# Required work
a) In the passage on the Philadelphia 76ers rebuild, how many games did the Sixers win last season?
b) List every player named in the passage on the Philadelphia 76ers rebuild.
c) Please continue the passage on the Philadelphia 76ers rebuild after its last sentence.
[[ Passage provided, beginning ]]
How much longer will Philadelphia 76ers ownership be okay with this rebuilding process?

Trust the process.

That’s been the mantra in Philadelphia as they have taken the “get bad to get good” rebuilding method to an extreme no other team has attempted. The Sixers won 19 games two seasons ago, 18 last season, and they are widely expected to be once again one of the worst teams in the NBA in 2015-16.

Don’t get me wrong, the Sixers should be better this season — Jahlil Okafor is the kind of franchise cornerstone player that GM Sam Hinkie has been looking for, but he is still a rookie and showed in Summer League he has some work to do. Last season coach Brett Brown built a good defensive mindset around Nerlens Noel in the paint and the Sixers were 12th in the NBA in defensive rating and that should continue. Other young players for the Sixers — such as Robert Covington and Nik Stauskas — should show some improvement and progression.

Still, this is going to be a bad team. The playoffs are about as likely as building a colony on Mars by next April. Even something like the 30-win barrier seems impossible to clear.

Trust the process.

The Sixers will head into the 2016 NBA draft with as many as four first-round picks: Theirs, the Lakers (top three protected), the Heat’s (top 10 protected), and the Thunder’s (lottery protected). They still have Dario Saric stashed overseas — he showed a little promise but looked a bit raw at EuroBasket — and he is expected to come over next summer. Plus they have Joel Embiid, who was a top three pick and highly rated, but who is about to miss his second full season due to a second foot surgery (never a good sign with big men).

How Sam Hinkie and the Sixers have gone about building this roster rubs a lot of people in a competitive NBA the wrong way, but no doubt they have the potential if they draft well — or use those draft assets well in trades — to build a quality roster. It’s just going to take more time.
[[ Passage provided, end ]]
[[ Recorded data, beginning ]]
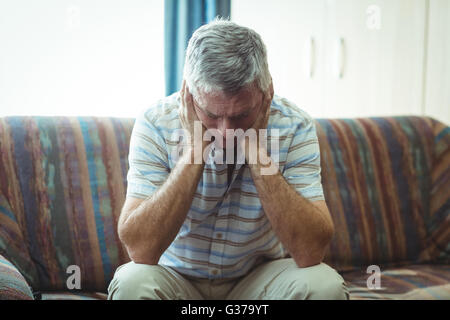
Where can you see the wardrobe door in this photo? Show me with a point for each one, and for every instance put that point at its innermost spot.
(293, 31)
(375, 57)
[[ Recorded data, end ]]
[[ Recorded data, beginning ]]
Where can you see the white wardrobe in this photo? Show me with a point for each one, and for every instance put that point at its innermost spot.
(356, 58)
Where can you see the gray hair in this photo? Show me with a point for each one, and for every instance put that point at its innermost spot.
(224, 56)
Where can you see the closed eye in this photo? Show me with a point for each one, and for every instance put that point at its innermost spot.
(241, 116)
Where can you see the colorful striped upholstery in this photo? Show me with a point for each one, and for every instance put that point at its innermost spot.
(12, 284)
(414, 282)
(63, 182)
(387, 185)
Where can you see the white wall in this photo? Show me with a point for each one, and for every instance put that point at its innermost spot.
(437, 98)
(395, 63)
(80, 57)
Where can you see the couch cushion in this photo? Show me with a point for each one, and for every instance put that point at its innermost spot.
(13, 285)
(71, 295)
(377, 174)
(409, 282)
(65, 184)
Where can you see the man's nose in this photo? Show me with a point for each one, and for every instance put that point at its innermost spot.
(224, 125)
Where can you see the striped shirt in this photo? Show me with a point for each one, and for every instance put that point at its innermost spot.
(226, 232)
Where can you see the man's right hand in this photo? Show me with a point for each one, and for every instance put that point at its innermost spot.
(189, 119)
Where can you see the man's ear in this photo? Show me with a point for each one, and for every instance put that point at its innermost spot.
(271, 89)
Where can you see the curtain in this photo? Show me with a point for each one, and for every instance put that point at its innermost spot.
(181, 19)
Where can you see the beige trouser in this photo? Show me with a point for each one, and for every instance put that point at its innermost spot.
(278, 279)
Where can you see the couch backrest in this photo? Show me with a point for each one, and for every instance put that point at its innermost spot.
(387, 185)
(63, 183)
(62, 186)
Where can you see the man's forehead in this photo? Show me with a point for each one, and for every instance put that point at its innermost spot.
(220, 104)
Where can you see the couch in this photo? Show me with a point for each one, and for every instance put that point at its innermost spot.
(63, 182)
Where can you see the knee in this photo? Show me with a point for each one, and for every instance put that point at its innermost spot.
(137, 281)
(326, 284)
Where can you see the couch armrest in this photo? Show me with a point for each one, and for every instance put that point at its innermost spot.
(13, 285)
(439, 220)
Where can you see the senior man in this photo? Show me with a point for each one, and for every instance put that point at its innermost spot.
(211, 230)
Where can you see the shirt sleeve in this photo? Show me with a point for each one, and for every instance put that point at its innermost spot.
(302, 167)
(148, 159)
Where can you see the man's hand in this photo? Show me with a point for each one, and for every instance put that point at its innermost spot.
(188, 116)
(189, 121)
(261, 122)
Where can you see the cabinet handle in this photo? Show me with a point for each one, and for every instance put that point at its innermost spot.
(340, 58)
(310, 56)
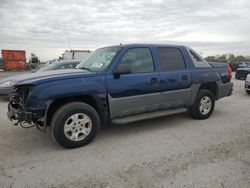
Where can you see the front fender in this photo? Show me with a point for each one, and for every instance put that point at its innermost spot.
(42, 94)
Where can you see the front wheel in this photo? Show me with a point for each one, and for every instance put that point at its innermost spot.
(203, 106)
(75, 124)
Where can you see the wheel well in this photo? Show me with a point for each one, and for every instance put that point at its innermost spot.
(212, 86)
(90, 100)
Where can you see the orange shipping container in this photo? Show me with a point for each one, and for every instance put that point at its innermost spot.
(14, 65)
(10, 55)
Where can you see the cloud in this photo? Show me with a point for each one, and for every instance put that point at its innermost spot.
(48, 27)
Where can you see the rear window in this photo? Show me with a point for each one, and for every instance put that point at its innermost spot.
[[ Recorded data, end ]]
[[ Recorded data, beginning ]]
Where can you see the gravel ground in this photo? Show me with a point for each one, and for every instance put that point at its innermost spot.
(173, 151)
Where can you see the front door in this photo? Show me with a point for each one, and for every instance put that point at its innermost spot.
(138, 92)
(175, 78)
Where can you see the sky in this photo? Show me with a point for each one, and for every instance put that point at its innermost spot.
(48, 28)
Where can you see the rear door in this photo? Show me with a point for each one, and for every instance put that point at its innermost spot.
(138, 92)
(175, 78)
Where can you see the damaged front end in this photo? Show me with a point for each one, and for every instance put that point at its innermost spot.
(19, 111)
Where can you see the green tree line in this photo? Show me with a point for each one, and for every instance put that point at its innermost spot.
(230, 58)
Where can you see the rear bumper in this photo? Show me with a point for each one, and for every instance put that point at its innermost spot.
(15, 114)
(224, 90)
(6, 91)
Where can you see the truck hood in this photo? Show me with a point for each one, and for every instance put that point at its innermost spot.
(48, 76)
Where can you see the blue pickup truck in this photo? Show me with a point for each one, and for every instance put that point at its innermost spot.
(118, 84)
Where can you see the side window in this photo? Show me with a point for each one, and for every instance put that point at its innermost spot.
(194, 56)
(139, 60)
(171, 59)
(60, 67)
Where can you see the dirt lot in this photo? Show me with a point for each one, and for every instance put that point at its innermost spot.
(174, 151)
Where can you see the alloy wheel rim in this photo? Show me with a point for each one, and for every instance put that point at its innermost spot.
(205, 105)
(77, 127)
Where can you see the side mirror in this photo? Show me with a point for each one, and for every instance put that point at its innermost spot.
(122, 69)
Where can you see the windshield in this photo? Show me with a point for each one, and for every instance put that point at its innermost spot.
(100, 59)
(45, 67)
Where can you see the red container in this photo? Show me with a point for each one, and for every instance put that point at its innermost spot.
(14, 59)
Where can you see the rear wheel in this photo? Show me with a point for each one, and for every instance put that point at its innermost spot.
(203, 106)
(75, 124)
[[ Recorded data, end ]]
# Activity answers
a) 18

b) Jahlil Okafor, Nerlens Noel, Robert Covington, Nik Stauskas, Dario Saric, Joel Embiid

c)
The real question for the Sixers is this:

How much longer will owner Joshua Harris trust the process?

Owners are notoriously impatient — in no other aspect of their business life do they sit on the sidelines and suffer short-term losses for long-term profits for very long (if at all). To his credit Harris has been patient. He bought in from the start on the Hinkie plan and has stayed out of his way. But it’s fair to ask after a third straight ugly season ends next April for the Sixers, will he continue to be that patient?

A lot of it likely comes down to progress shown — this season do we see a step forward for the Sixers? With Okafor in the paint (despite a lack of good point guards to feed him the rock), does their offense improve from an abomination in the eyes of the Lord to just plain bad? Does Brown’s defensive culture continue to take root?

Can Harris and the rest of us see the foundation for future success starting to solidify?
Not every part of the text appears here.